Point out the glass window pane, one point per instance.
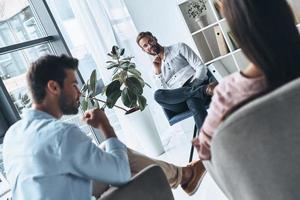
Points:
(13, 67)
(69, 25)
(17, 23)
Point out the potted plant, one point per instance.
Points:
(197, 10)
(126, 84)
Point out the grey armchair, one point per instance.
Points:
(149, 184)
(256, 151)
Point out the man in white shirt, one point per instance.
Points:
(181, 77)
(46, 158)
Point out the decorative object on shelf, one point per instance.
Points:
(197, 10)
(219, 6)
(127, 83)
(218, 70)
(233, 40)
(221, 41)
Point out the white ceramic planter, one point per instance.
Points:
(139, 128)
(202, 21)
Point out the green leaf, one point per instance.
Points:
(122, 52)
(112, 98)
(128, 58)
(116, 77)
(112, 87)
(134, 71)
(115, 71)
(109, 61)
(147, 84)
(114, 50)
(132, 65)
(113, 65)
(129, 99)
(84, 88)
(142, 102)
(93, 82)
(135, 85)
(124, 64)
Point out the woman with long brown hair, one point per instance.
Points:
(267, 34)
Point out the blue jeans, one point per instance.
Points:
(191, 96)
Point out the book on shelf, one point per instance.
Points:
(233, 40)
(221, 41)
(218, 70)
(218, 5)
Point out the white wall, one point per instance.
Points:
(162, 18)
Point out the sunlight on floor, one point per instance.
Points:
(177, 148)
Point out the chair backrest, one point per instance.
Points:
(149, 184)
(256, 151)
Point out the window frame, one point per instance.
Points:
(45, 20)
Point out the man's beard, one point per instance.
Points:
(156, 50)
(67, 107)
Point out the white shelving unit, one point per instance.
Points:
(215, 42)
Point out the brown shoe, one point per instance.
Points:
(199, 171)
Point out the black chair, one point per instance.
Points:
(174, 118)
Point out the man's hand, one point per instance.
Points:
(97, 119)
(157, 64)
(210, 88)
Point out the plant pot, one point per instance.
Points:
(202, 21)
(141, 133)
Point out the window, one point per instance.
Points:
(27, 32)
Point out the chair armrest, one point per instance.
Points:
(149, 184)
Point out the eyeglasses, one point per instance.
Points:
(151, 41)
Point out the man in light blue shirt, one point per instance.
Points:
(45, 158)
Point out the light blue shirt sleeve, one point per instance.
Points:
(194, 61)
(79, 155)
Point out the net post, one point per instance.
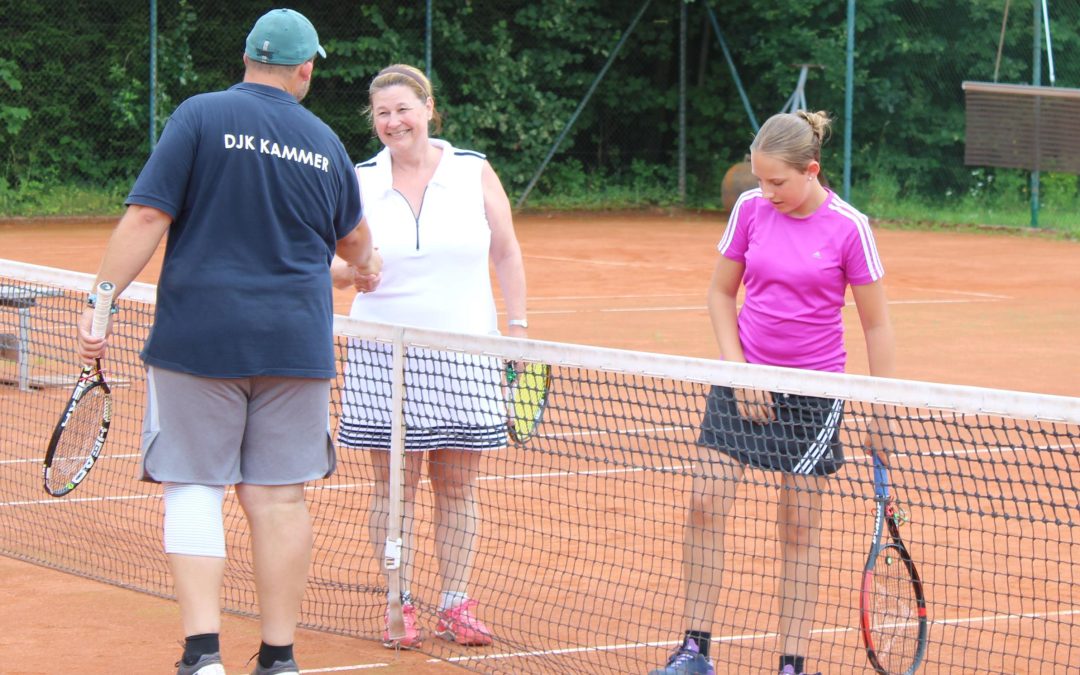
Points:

Written request: Starting from the line where "Point out the man's beard, one" appears, copy every line through the end of the material, both ends included, but no pictures.

Response to the task:
Point out the man's beard, one point per instance.
Points:
(156, 50)
(67, 107)
Point out the white shelving unit, one point per instance.
Points:
(215, 42)
Point out the brown shoe, one point per instance.
Points:
(199, 171)
Point out the black chair, one point per instance.
Points:
(174, 118)
Point out the man's hand, one point per instance.
Points:
(97, 119)
(157, 64)
(210, 88)
Point out the plant pot, one point per instance.
Points:
(202, 21)
(141, 133)
Point out the window, one point per instance.
Points:
(27, 32)
Point out the chair armrest, one point per instance.
Points:
(149, 184)
Point out the eyeglasses, one point per instance.
Points:
(151, 41)
Point out the man in light blue shirt, one point per instance.
Points:
(45, 158)
Point out the light blue shirt sleeve, one point per instance.
Points:
(194, 61)
(79, 155)
Point out the net post, one point per instance.
Points:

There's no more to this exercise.